** Document section follows **

The atypical anti-psychotics were being used to treat a wide variety of diagnoses, including intermittent explosive disorder, oppositional defiant disorder and even the more common attention deficit and hyperactivity disorder.

Critics believe most of these diagnoses are simply a cover for the fact that prisons now use drugs as a substitute for banned physical restraints that once were used on juveniles who aggressively acted out.

“Fifty years ago, we were tying kids up with leather straps, but now that offends people, so instead we drug them,” says Robert Jacobs, a former Florida psychologist and lawyer who now practices psychology in Australia. “We cover it up with some justification that there is some medical reason, which there is not.”

Supporters of prescribing the atypicals believe using the drugs as sedation isn’t necessarily bad.

“It prepares youth so they can respond to treatment,” says LeAdelle Phelps, a former juvenile facility director and adolescent psychologist. “By reducing aggression and by having calming, soothing effects,” the anti-psychotic makes residents “more malleable.”

Others disagree, arguing that the drugs may interfere with attempts at meaningful therapy.

But there have been no studies on widespread use of the atypicals on juvenile offenders. The Government Accountability Office is investigating various state policies for placing foster children on atypicals, which in those cases are paid for by federally matched Medicaid.

** End of Document section **
** Records supplied follows **

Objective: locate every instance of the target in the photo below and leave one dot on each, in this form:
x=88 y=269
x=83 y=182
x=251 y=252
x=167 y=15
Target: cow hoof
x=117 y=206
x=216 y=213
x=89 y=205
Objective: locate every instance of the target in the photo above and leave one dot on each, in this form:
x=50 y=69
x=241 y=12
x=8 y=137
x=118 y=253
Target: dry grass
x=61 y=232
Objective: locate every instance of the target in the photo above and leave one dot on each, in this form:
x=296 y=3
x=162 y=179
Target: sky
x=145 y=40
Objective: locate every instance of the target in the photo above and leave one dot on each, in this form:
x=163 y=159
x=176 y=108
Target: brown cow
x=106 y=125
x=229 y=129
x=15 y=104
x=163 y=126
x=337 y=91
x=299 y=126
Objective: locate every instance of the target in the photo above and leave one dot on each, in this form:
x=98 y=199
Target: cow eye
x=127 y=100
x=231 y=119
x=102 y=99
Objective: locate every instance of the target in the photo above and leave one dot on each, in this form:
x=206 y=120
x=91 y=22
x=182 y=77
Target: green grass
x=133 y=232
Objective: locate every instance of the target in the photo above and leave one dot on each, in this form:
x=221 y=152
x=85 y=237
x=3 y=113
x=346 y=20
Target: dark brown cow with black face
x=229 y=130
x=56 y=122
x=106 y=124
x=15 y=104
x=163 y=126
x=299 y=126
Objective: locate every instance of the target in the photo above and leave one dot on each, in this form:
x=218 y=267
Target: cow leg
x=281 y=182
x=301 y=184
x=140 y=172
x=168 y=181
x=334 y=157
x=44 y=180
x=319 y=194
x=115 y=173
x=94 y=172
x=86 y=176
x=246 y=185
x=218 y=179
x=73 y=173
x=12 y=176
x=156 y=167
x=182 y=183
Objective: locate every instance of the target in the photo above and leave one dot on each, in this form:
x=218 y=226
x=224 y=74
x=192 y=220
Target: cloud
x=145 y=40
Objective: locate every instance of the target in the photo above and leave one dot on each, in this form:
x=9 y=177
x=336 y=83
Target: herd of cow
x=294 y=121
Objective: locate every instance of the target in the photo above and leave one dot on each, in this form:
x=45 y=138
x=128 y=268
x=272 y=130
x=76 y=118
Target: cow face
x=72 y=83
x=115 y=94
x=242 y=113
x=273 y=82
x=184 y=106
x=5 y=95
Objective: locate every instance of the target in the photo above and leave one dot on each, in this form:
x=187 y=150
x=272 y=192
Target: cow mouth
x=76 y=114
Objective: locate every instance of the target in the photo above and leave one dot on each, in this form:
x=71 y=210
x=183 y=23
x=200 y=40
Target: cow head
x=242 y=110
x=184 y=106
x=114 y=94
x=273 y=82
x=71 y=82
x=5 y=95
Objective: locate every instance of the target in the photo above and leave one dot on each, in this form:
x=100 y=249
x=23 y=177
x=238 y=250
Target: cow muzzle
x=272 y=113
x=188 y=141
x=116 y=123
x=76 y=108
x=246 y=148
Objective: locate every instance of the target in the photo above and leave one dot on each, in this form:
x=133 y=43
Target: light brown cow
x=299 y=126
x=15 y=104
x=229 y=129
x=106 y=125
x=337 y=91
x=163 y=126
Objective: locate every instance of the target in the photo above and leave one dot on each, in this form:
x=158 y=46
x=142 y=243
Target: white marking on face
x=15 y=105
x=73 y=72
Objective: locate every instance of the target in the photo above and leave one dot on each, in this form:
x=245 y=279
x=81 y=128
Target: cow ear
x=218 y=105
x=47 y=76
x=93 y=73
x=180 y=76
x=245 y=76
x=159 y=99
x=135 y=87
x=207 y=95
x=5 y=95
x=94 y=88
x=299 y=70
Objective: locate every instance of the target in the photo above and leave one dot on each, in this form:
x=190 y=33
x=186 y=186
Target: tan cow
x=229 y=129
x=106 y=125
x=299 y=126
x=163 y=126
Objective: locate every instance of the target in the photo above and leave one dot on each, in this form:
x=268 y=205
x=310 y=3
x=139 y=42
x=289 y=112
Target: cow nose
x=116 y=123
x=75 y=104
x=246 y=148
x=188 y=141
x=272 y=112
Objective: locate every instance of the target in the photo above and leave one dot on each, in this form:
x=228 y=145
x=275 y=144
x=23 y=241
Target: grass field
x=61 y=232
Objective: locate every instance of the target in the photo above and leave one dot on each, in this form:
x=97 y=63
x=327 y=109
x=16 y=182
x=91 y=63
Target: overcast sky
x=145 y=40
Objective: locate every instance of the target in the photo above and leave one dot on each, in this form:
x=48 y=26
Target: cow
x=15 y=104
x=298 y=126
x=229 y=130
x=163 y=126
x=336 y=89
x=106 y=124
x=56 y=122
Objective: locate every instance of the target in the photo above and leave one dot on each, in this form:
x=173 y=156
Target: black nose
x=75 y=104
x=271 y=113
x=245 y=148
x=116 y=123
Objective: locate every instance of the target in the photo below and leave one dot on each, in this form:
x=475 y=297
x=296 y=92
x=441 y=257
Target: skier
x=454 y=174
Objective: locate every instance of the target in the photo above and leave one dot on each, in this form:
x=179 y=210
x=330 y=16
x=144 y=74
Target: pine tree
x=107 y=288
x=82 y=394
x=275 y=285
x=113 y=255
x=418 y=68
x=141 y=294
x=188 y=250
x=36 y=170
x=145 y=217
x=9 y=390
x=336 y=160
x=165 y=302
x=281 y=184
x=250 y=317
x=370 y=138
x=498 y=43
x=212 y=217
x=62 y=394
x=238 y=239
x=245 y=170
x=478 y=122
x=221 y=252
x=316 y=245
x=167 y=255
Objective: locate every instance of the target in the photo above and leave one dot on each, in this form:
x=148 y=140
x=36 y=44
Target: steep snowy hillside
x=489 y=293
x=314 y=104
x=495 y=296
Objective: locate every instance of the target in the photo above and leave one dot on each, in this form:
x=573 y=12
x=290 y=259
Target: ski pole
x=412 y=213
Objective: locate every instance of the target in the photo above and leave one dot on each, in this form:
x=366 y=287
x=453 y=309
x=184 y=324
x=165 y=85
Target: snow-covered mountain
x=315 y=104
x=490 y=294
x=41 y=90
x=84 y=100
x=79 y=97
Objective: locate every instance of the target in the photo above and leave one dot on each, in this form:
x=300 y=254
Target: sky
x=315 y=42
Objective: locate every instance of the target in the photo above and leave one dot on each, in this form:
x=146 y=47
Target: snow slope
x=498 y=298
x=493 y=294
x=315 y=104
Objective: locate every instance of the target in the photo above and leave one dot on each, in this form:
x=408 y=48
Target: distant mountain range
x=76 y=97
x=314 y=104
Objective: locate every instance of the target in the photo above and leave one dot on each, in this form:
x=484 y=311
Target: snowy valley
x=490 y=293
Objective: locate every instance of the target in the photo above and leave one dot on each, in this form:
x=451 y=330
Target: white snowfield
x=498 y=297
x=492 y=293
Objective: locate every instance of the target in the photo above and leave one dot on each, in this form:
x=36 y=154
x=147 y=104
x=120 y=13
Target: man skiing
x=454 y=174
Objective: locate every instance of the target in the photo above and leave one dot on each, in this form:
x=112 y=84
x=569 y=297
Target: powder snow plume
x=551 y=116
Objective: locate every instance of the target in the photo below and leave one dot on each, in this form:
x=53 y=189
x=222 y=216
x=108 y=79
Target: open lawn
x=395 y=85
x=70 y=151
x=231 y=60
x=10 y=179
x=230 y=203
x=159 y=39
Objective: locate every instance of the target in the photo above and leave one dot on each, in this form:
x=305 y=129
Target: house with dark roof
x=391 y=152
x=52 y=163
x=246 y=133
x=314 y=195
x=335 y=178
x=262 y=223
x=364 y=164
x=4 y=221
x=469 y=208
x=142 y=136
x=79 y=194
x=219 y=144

** End of Records supplied **

Exercise requirements -
1/ From the article on anti-psychotic drugs given to juvenile offenders, reproduce the passage from "But there have" up to and including "federally matched Medicaid.".
2/ Answer these questions using the article on anti-psychotic drugs given to juvenile offenders:
(a) In what country does Robert Jacobs now practice psychology?
(b) What two positions does the article give for LeAdelle Phelps?
(c) Which agency is investigating state policies for placing foster children on atypicals?
3/ Extend the article on anti-psychotic drugs given to juvenile offenders, picking up after its final sentence.

Responses to the tasks -
1/
But there have been no studies on widespread use of the atypicals on juvenile offenders. The Government Accountability Office is investigating various state policies for placing foster children on atypicals, which in those cases are paid for by federally matched Medicaid.

2/
(a) Australia.
(b) She is a former juvenile facility director and an adolescent psychologist.
(c) The Government Accountability Office.

3/
But federal Medicaid money, by statute, cannot fund care for anyone incarcerated for a crime – adult or juvenile. That means funds for medications issued to juvenile inmates come from state sources. 

For more than a year, Youth Today has been working to find out how much states have been spending on anti-psychotic drugs for incarcerated juveniles, and why. 

Atypicals and youth: a primer

Nobody fully knows how anti-psychotic medications do their job, but the consensus is that the drugs can quell psychotic episodes by interacting with neurotransmitters in the brain called Dopamine receptors.

The drug binds with the receptors, which limits the amoung of dopamine that is transmitted. That can quell the hallucinations and voices heard by people suffering from schizophrenia or who have psychotic episodes brought on by bipolar disorder.

But because many of the drugs may also bind with and limit other receptors – such as serotonin and oxytocin – they can numb the overall impulses and actions of most people who take them, whether they have a psychotic disorder or not.

Anti-psychotic drugs have been a part of the psychiatric medical arsenal since the 1950s. The first iteration, haloperidol, often prescribed under the brand name Haldol, has long been used in this country either to treat or sedate institutionalized people. It poses serious downsides pertaining to motor control; Haldol has been known to cause tremors, muscle stiffness and twitching in patients.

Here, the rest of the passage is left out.